(Stored data entries)
########
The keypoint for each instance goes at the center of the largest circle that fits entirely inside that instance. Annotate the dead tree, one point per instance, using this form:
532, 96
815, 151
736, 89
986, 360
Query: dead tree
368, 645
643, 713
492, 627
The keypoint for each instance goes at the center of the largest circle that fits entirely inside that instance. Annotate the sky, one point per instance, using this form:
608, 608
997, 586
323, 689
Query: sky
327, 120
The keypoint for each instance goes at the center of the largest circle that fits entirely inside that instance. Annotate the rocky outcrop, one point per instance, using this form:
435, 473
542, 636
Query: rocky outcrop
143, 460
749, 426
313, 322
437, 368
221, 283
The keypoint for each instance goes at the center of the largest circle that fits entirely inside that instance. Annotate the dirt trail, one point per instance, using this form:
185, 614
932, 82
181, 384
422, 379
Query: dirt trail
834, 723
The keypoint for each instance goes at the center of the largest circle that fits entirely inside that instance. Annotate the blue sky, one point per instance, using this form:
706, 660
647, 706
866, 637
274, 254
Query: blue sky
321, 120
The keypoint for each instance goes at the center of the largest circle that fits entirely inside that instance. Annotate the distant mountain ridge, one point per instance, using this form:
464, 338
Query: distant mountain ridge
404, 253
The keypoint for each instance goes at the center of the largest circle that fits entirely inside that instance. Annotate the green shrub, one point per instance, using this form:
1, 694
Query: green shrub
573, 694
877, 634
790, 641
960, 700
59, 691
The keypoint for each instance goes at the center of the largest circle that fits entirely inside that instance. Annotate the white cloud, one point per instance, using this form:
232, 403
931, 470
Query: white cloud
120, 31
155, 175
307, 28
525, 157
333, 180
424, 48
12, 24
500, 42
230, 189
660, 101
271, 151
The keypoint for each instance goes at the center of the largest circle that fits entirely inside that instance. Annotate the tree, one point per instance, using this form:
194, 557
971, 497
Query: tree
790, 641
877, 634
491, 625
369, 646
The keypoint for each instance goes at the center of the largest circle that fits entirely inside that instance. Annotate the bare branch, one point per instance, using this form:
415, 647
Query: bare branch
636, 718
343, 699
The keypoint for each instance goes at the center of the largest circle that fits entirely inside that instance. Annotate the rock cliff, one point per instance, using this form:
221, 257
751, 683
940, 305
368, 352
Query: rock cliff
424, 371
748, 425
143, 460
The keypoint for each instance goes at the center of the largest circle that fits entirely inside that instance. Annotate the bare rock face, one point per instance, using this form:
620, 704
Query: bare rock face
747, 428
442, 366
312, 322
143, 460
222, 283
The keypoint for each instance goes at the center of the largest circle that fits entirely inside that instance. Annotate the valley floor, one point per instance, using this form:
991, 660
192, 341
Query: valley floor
########
Requirement » In the entries above, some lines hold the string "floor". Copy each of them.

Final answer »
The keypoint for each instance goes at the center of the largest circle that fits entirely inside that instance. Annotate the valley floor, one point per instance, using this form:
Query: valley floor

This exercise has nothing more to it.